• [Document extract]:
## Monday 25 January 2010

### Different Question, Same Idea, Sort of

A couple of days ago I wrote about the probability of a 28 Year Snow and 100 year Rain. It reminded me of another problem that, seemingly completely different, is somewhat related.

Here is a version of the question... Suppose you were looking at a group of n (a large number of numbers) numbers presented one at a time. Your goal is to guess which is the largest number in the list. You get to look at one number, and say "That one." or pass, if you pass, you can never go back and the next number is presented.. How do you decide which number to pick. You could just guess one of the numbers, and when it comes along pick it.. the probability you would win is 1/n. Or you could guess that there will be approximately ln(n)+.58 numbers.. this is the limit for the harmonic series, $\sum_{k=1}^{n}\frac{1}{k}$= [1+1/2+1/3+1/4+...+1/n (for big n...and that doesn't mean huge...at n=20, the actual value is 3.597 and the approximation is 3.572) approaches ln(n) + .0.57721, which will estimate the number of record breaking events in N events, for example, record breaking floods in a 100 year period (look for about 5... ln(100)+.577 = 5.182).. and when that many record results occur, you could pick it... (this would have been my first choice)... unfortunately, the standard deviation of the number of records that occur is pretty wide, so you are not likely to win more than about 20% of the time... Still, in most cases that is better than 1/n.

But what if you decided to wait until a certain number, call it r, of events had passed, then pick the next number higher than any of the first r... But what r would you pick.

If there are three numbers, 1, 2, and 3, they can occur in six orders. If you decide to always pick the first, or second or third you would win 1/3 of the time.. Or you could wait and after the first, pick the next one that is higher... Well if 3 is first, you lose, but if the order is 1-3-2; 2-3-1; or 2-1-3 you would win, hey, that's a fifty percent chance of winning..

If there are four numbers, they can be in 24 different orders. Would it be best to let one number go, or two. If we pick the first number, we know the winning probability is only 1/4, and if we wait until the last number, it is again 1/4. But what if we let one go, then pick the next that exceeds that value... We would pick the right number in 11/24 of the orders.. If we let two go, then picked the next that exceeds those two, we would only win in 5/12 of the trials.

• [Provided material]:
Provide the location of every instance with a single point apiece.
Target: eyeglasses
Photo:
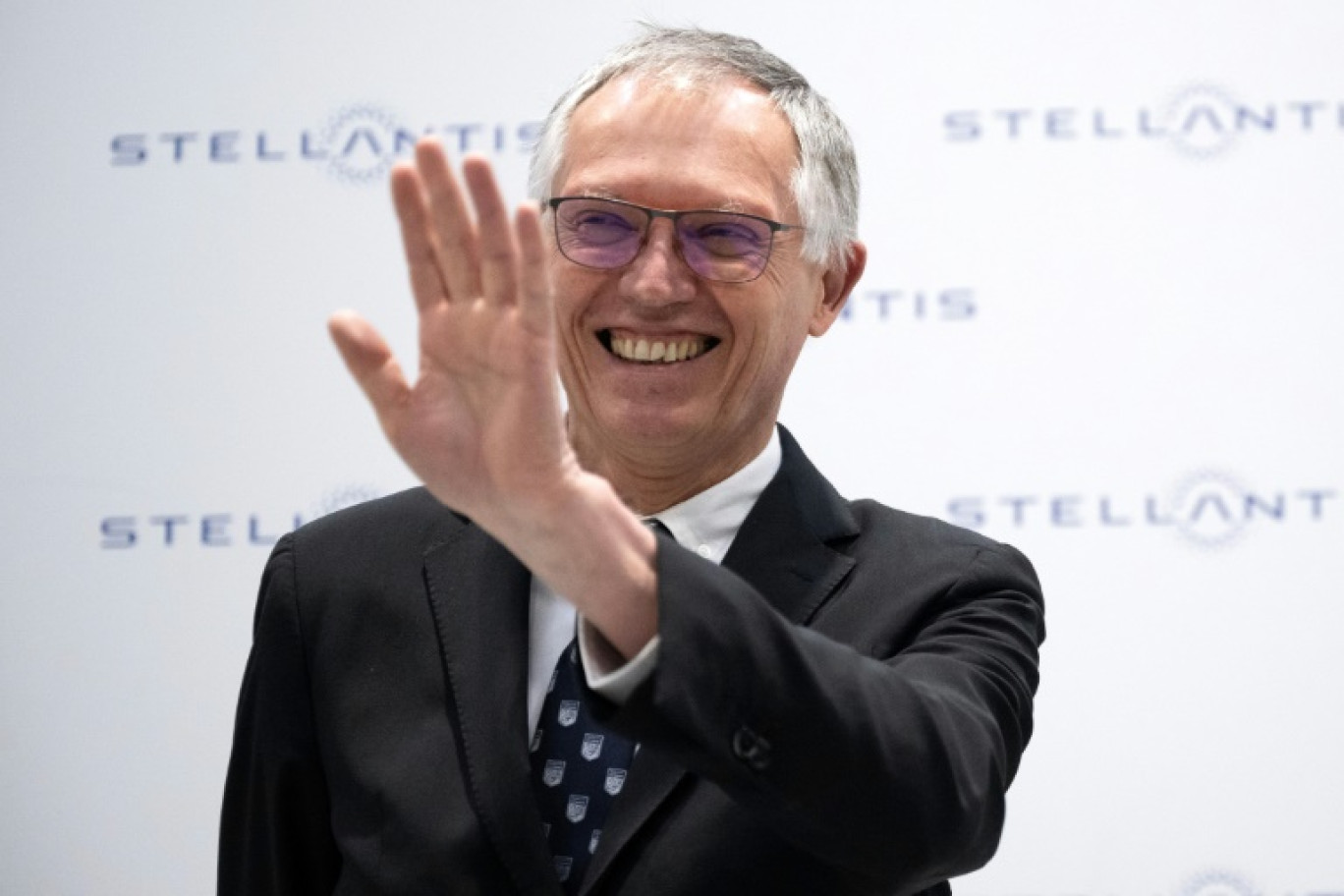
(716, 245)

• [Set task]:
Write what follows next in the blog post about picking the largest number from a sequence.

• [Exercise answer]:
So how do you decide? How many numbers would you let go before you picked the next higher number. If there were ten numbers in all, for example, and you let r of them go by, the probability that the next one is the biggest (and hence you win) is 1/n. But you would also win if the next one was smaller than the max of the first r numbers [prob r/(r+1)] and the one after that WAS the largest in the set (prob 1/n again)... Or ...you could win if the next two after you stopped counting were not greater than the max of the first r numbers [probability r/(r+2)] and the following one (yep, prob 1/n) was the biggest value. Ok, you see a pattern here. So the probability of winning after waiting for any r-values is P(r) = 1/n[1 + r/r+1 + r/r+2 + ...+ r/n-1] but if we factor out the r on top.. this is just r/n [1/r+1/r+1...+ 1/n-1] and that last part is the harmonic series between 1/r and 1/n-1... If we make the assumption that r and n are pretty big then we can approximate the sum of the harmonic series out to 1/(n-1) as Ln(n-1)+ .577 and out to 1/r it would be Ln(r)+.577. Subtracting this last from the first, we see that it will be about Ln(n-1) - Ln(r) or, using the log properties you learned in Alg II, we can write that as the Ln(n-1/r)... so for any number of numbers n, if we let the first r go by and pick the next number greater than any of those, our probability of having that be a winning number is (r/n) Ln(n-1/r). All we have to do is find the maximum value of Ln(n-1/r) and we know how many r to let pass. For calculus students, n is a constant here, r is the variable, so we want find the maximum of (r/n)*Ln(n/r).... and for algebra students, graph it and find the max probability.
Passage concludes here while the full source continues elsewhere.